-- Listed entries follows --

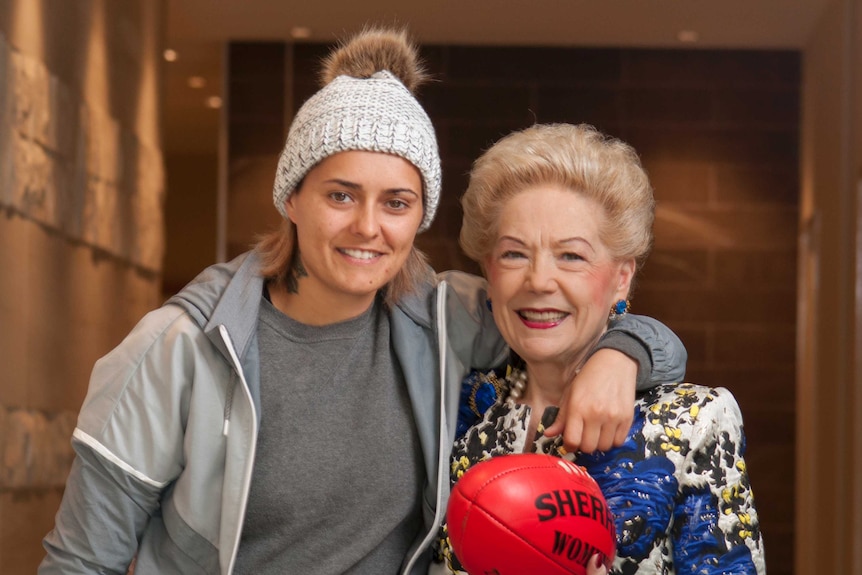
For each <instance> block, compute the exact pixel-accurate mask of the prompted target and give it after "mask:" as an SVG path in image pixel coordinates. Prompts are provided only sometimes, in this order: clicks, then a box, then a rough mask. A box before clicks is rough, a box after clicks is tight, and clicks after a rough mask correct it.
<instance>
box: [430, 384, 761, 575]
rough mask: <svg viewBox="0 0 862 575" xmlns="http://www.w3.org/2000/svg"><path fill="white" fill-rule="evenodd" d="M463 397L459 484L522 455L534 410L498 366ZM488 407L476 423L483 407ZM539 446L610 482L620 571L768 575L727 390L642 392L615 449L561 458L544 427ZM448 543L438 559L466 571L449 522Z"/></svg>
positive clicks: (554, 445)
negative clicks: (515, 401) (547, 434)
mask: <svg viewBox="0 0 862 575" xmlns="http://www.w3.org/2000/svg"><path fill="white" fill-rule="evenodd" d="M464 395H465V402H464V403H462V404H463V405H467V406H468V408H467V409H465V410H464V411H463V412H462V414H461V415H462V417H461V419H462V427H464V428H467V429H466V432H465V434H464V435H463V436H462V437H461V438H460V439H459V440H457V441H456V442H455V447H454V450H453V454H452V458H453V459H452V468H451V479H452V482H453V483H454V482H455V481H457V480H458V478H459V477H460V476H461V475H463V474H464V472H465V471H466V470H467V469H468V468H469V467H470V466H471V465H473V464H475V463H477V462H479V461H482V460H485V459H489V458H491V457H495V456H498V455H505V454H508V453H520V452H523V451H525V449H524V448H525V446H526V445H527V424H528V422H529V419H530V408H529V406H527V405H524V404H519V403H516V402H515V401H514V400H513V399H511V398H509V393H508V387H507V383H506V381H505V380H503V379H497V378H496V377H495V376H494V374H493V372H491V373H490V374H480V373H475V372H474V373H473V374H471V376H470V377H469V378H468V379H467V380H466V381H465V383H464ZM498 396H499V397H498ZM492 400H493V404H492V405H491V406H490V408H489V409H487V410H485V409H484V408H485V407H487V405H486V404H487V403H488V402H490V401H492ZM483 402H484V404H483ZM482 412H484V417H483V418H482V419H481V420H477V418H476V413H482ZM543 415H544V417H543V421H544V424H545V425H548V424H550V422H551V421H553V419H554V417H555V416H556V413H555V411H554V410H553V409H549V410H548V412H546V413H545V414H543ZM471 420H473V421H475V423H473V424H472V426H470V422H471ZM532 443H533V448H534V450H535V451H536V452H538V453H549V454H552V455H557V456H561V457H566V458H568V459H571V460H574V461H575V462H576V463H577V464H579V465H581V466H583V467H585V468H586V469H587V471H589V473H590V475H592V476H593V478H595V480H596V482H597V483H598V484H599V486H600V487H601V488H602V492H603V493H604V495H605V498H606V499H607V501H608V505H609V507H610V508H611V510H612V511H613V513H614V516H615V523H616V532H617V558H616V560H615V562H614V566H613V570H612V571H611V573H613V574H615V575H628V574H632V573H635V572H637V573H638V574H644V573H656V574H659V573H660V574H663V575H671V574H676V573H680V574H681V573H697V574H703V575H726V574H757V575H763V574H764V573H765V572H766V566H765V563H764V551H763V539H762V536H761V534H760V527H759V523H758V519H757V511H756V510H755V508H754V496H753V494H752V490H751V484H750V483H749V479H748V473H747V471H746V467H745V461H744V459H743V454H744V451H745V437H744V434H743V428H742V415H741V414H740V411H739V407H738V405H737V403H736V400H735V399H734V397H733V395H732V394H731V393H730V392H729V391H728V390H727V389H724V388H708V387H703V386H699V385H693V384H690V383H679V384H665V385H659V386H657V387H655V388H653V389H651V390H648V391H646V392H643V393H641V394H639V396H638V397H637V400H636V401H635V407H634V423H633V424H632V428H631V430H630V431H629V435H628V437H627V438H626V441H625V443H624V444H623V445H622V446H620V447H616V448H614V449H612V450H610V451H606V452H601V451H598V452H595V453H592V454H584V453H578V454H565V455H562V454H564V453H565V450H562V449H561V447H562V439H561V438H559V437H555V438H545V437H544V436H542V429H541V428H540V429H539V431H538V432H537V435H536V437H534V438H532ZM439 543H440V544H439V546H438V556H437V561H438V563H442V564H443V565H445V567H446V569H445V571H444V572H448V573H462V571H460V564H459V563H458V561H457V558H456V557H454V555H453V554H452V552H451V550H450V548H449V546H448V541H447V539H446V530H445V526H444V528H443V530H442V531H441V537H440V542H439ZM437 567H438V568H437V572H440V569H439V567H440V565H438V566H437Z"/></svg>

-- Listed entries concluded --

▶ Work task
Nothing but the lines from the first line of the records above to the line with "positive clicks: (554, 445)", inclusive, should be transcribed exactly, and the pictures must be left out.

▶ Output for this task
For each <instance> block, compute the exact pixel-accurate mask of the prompted target and give it after "mask:" as an SVG path in image pixel coordinates. Prompts are provided only sometimes, in this order: clicks, then a box, then a rough mask. A box before clicks is rough, a box after clicks is tight, and clicks after a rough mask correct it.
<instance>
box: [430, 384, 761, 575]
rough mask: <svg viewBox="0 0 862 575" xmlns="http://www.w3.org/2000/svg"><path fill="white" fill-rule="evenodd" d="M463 397L459 484L522 455L534 410L498 366ZM488 407L476 423L483 407ZM539 446L610 482L620 571L768 575L727 390L642 392L615 449L561 458L544 427ZM448 543L438 559L466 571L449 522Z"/></svg>
positive clicks: (554, 445)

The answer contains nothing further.